[Entries from a collection]
"""
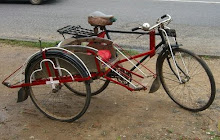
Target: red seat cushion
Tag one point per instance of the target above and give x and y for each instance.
(105, 55)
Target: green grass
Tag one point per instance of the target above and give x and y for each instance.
(28, 43)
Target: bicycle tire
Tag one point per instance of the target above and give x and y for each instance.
(187, 94)
(61, 105)
(96, 87)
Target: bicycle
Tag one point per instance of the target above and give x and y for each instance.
(83, 66)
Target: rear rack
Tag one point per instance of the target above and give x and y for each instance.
(76, 31)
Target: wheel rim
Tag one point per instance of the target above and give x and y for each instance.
(195, 90)
(60, 104)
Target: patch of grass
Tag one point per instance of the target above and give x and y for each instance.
(28, 43)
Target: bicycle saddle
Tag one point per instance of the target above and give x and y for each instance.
(98, 18)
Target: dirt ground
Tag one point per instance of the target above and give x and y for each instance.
(115, 114)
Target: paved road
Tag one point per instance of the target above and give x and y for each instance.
(197, 22)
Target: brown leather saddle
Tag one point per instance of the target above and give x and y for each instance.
(98, 18)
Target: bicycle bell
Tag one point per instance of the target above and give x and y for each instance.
(146, 26)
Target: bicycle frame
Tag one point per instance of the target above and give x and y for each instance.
(145, 55)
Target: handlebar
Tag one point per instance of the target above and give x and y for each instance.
(157, 24)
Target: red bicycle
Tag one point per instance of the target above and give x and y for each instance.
(61, 80)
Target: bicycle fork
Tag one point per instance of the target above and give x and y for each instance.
(177, 67)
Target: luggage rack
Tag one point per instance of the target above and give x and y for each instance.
(76, 31)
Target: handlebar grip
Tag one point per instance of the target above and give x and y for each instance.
(163, 16)
(134, 29)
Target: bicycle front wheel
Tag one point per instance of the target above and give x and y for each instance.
(188, 81)
(55, 100)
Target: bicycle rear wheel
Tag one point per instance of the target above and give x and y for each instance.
(59, 103)
(195, 90)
"""
Aim of the task: Express the records from the line holding "Target: bicycle front wheel" through the end of the records, inclusive, as a two-column CSV with the headers "text" and "answer." Give one row per record, put each value in a single quoted field, and replace line breaks with spaces.

Worked answer:
text,answer
"Target: bicycle front wheel Tag one point per instance of the target above and give x and y for each instance.","(188, 81) (55, 100)"
"Target: bicycle rear wheel Tag one point per instance of the target above and give x and y for each instance.","(59, 103) (195, 90)"